__WHAT THE TASK ASKS__: Rewrite every line of the items below as a JSON list of strings, one string per line, leaving out blank lines.

__LISTING__:
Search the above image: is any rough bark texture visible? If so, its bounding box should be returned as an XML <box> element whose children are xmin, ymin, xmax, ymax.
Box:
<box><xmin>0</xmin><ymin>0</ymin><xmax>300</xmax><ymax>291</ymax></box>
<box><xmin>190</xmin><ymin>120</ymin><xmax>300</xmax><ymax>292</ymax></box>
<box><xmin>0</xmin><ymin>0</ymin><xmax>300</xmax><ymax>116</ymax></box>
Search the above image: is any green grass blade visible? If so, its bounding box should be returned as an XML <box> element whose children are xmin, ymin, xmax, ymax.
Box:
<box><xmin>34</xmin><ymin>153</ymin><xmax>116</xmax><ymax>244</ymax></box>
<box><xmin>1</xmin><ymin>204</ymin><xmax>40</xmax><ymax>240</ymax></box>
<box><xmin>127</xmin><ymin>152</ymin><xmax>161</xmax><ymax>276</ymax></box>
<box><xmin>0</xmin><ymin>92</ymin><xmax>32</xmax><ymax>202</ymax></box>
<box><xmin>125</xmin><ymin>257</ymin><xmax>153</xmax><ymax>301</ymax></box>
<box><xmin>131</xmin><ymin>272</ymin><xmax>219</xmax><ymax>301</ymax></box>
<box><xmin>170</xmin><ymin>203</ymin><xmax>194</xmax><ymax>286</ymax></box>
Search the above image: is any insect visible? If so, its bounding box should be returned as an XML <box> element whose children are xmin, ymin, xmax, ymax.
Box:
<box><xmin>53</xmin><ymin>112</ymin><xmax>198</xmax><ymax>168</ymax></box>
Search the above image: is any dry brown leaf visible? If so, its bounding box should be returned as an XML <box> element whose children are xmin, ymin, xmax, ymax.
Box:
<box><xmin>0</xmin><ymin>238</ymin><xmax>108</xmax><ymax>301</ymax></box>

__EXERCISE RESULT__:
[
  "Search the above image: is any rough bark texture visible? If so, its bounding box should be returned as an XML <box> element whose children are xmin, ymin, xmax, ymax.",
  "Box:",
  "<box><xmin>0</xmin><ymin>0</ymin><xmax>300</xmax><ymax>291</ymax></box>",
  "<box><xmin>190</xmin><ymin>120</ymin><xmax>300</xmax><ymax>292</ymax></box>",
  "<box><xmin>0</xmin><ymin>0</ymin><xmax>300</xmax><ymax>116</ymax></box>",
  "Search the above image: is any green grass blade visible? If so, its bounding box should be returned as an XML <box> element whose children are xmin, ymin, xmax, ymax.",
  "Box:",
  "<box><xmin>34</xmin><ymin>153</ymin><xmax>116</xmax><ymax>244</ymax></box>",
  "<box><xmin>1</xmin><ymin>204</ymin><xmax>40</xmax><ymax>240</ymax></box>",
  "<box><xmin>127</xmin><ymin>152</ymin><xmax>161</xmax><ymax>276</ymax></box>",
  "<box><xmin>0</xmin><ymin>92</ymin><xmax>32</xmax><ymax>202</ymax></box>",
  "<box><xmin>125</xmin><ymin>257</ymin><xmax>153</xmax><ymax>301</ymax></box>",
  "<box><xmin>131</xmin><ymin>272</ymin><xmax>219</xmax><ymax>301</ymax></box>",
  "<box><xmin>170</xmin><ymin>203</ymin><xmax>194</xmax><ymax>286</ymax></box>",
  "Search the above image: is any insect visible? If so, its bounding box should be returned as an XML <box> element whose children are xmin, ymin, xmax, ymax.",
  "Box:",
  "<box><xmin>53</xmin><ymin>112</ymin><xmax>198</xmax><ymax>168</ymax></box>",
  "Search the above image: is any dry brown leaf visible? If so, its bounding box should be returned as an XML <box> element whose children are xmin, ymin, xmax, ymax.",
  "Box:",
  "<box><xmin>0</xmin><ymin>238</ymin><xmax>108</xmax><ymax>301</ymax></box>"
]